TASK REQUIREMENTS: Reproduce exactly the final portion of the data: every line from the one containing "of the person" through the last line, inclusive.

(Stored entries)

════════

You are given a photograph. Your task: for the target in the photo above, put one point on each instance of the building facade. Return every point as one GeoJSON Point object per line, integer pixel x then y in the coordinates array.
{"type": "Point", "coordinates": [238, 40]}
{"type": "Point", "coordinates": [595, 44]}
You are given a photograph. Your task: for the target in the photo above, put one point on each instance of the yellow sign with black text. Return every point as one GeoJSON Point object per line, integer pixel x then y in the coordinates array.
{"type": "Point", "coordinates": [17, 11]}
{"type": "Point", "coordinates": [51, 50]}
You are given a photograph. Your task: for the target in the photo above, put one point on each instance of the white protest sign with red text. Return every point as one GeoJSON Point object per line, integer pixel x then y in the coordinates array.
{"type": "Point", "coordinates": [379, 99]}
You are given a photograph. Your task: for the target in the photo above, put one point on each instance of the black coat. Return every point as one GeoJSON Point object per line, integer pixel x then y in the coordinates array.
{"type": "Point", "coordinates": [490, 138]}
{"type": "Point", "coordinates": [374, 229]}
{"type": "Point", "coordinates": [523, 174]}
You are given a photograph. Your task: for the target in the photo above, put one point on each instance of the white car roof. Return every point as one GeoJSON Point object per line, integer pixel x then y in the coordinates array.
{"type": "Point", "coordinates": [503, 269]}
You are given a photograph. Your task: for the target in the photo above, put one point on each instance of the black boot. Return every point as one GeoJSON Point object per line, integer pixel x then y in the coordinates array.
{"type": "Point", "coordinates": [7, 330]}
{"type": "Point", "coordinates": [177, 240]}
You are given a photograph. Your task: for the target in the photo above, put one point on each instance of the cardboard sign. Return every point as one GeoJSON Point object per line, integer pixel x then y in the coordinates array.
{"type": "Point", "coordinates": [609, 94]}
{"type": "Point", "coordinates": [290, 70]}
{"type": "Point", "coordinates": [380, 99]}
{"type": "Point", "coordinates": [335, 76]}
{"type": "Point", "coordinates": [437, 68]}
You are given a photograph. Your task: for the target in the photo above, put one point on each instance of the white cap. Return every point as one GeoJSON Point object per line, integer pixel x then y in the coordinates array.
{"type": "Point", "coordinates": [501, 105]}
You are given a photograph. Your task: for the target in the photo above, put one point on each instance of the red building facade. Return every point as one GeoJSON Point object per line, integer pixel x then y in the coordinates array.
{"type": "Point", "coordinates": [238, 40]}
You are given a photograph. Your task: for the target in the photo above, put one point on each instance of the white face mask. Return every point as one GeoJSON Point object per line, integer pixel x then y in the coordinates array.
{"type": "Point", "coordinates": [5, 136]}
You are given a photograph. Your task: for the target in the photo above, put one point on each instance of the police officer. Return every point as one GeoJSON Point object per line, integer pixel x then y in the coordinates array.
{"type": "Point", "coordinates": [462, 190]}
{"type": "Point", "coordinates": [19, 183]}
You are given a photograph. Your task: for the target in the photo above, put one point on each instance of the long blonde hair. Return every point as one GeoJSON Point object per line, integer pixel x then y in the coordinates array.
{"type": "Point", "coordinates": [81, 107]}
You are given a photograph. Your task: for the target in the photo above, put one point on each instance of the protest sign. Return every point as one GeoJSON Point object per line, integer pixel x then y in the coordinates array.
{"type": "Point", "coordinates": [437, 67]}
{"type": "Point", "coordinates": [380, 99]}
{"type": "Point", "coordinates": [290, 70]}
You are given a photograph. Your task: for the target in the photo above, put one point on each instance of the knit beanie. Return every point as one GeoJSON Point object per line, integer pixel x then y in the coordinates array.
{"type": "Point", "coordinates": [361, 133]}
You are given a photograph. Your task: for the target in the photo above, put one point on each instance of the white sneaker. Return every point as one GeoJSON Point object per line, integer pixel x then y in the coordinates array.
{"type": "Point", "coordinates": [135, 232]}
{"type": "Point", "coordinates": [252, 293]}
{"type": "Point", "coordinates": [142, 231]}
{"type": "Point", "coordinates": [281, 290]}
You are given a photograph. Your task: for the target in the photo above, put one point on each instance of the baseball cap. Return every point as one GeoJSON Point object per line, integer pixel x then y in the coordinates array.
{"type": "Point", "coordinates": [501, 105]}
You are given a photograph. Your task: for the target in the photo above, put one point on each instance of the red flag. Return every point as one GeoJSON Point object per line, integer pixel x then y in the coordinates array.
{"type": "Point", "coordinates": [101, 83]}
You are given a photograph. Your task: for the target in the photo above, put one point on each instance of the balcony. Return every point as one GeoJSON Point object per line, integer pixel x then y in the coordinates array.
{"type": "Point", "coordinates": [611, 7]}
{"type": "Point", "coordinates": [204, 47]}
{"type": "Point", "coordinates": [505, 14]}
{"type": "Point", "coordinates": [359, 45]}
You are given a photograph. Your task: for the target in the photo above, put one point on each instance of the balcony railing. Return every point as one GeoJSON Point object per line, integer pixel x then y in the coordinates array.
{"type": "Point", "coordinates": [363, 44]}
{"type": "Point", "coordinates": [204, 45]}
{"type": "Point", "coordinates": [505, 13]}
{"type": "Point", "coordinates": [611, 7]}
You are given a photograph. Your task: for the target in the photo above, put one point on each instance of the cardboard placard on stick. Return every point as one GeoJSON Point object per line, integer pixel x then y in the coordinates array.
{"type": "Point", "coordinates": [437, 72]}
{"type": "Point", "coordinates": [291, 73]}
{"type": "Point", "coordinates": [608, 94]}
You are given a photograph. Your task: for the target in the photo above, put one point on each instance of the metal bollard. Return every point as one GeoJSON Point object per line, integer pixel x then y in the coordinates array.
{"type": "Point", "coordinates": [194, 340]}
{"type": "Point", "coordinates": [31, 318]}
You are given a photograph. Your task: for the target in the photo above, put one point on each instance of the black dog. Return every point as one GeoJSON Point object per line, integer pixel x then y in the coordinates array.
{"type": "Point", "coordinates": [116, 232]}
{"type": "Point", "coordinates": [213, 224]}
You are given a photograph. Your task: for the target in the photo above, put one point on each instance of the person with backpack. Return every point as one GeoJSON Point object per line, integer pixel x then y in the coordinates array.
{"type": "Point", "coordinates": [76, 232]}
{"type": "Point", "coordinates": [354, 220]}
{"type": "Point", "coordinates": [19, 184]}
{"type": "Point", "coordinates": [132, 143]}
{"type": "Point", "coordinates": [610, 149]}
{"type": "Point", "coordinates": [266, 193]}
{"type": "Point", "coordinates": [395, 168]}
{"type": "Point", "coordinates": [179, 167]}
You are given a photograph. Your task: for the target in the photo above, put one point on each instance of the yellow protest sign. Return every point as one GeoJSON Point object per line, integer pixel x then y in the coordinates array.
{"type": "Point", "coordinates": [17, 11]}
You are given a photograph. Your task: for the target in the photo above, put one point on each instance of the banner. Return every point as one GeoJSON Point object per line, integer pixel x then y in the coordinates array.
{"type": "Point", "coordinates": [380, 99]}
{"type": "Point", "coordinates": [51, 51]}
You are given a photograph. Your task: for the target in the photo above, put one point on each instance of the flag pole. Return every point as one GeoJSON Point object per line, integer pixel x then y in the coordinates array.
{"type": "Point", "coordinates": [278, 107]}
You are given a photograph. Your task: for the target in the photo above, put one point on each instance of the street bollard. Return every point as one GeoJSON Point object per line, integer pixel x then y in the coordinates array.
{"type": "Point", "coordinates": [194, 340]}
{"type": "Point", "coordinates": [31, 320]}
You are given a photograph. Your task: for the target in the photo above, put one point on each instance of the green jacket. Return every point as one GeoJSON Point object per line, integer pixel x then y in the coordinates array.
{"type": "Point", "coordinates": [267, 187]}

════════

RESULT OF THE TASK:
You are given a photograph. Your task: for the target in the photo above, put one point on each instance of the person with backpack. Return every point as one GeoJSON Point object per line, integer pixel x then y in the coordinates array.
{"type": "Point", "coordinates": [76, 232]}
{"type": "Point", "coordinates": [354, 220]}
{"type": "Point", "coordinates": [19, 184]}
{"type": "Point", "coordinates": [132, 143]}
{"type": "Point", "coordinates": [610, 149]}
{"type": "Point", "coordinates": [266, 193]}
{"type": "Point", "coordinates": [395, 168]}
{"type": "Point", "coordinates": [179, 167]}
You are given a photograph. Your task: for the target in the photo above, put one point on each instance of the yellow protest sign. Return every point as one GeoJSON Point object per line, integer pixel x then y in the coordinates array.
{"type": "Point", "coordinates": [17, 11]}
You are given a photograph. Your task: for the target in the photo above, put one point on each instance of the banner. Return every point as one GeoJSON Point object per line, integer pixel x then y in the coordinates array.
{"type": "Point", "coordinates": [380, 99]}
{"type": "Point", "coordinates": [51, 51]}
You are given a photograph. Your task: for the target in the photo above, put one point on each instance of the flag pole. Return every point as one GeoJSON Point object per line, integer pixel x then y in the coordinates array.
{"type": "Point", "coordinates": [278, 107]}
You are given a photograph. Your task: for the target in the photo above, put one point on each instance of the street bollard. Return every point as one GeoJSON Point object per line, integer pixel x then y in the coordinates array.
{"type": "Point", "coordinates": [194, 340]}
{"type": "Point", "coordinates": [31, 320]}
You are given a photograph. Your task: for the target in the photo above, put one point on each instance of the green jacket. Return every point as one GeoJSON Point object per line, integer pixel x then y in the coordinates array.
{"type": "Point", "coordinates": [267, 187]}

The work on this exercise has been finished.